▸ Activity: Reproduce the whole listing word for word. Leave every image out.

#### Supplied material ####

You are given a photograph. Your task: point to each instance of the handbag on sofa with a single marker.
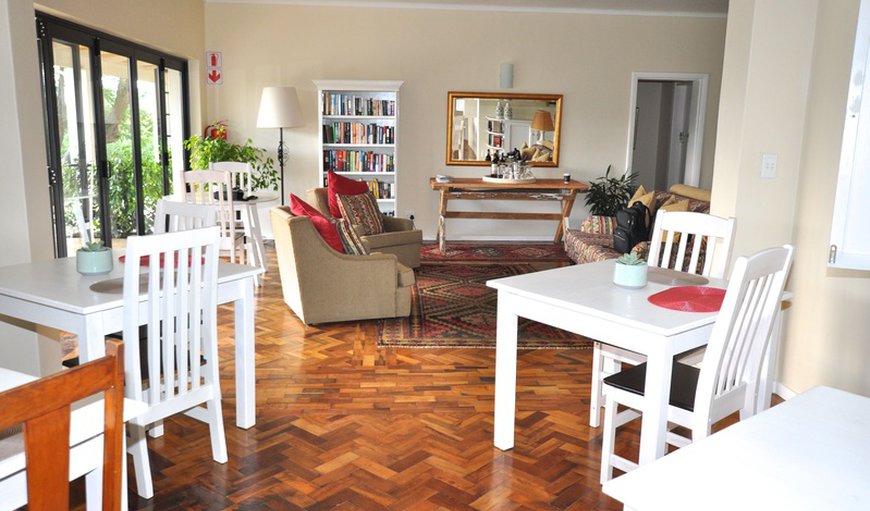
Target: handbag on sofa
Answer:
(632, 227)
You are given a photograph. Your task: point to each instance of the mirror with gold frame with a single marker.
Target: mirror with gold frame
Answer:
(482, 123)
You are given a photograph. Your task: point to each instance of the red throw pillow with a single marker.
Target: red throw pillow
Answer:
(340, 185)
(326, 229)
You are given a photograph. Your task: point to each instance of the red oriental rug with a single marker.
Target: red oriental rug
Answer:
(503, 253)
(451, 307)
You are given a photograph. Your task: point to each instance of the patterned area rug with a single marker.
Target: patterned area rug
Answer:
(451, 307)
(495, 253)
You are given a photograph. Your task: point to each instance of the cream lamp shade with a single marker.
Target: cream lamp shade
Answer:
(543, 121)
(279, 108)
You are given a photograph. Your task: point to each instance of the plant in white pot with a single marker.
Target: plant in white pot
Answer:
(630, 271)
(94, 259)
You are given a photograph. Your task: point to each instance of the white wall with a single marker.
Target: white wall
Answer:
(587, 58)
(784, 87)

####

▸ Solution to the problem:
You are given a photograph. Your task: point to each instance of the handbag on sofa with a single marker.
Target: handbag on sofa
Answer:
(632, 227)
You are given a photograph. Your task: point to each instance of the mirror with gold frame with a single marker.
Target: mirror with gold frame
Answer:
(482, 123)
You are given a photograph. Your task: point to each instance of the red throw pillow with a single marker.
Target: red throw pillow
Answer:
(340, 185)
(326, 229)
You are given a photograph. Your task: point to each instance of the red oriental rug with a single marker.
Target: red oriental rug
Answer:
(503, 253)
(451, 307)
You are given a photograph. Your task: point to each instance of the patterned area rug with a single marker.
Target: patterned area rug
Answer:
(451, 307)
(495, 253)
You are given a photograph. Your task: point to each instance of the cream lamp shade with a single marker.
Target: cream lamp shade
Answer:
(543, 121)
(279, 108)
You are given a photograph. Your task: point to each instance of the plant in white pot with a single marker.
Target: plant in white pot
Answer:
(630, 271)
(94, 259)
You are given a photograph. Your task: point to each instance of the white wall with a single marker.
Target: white wall
Answer:
(587, 58)
(784, 87)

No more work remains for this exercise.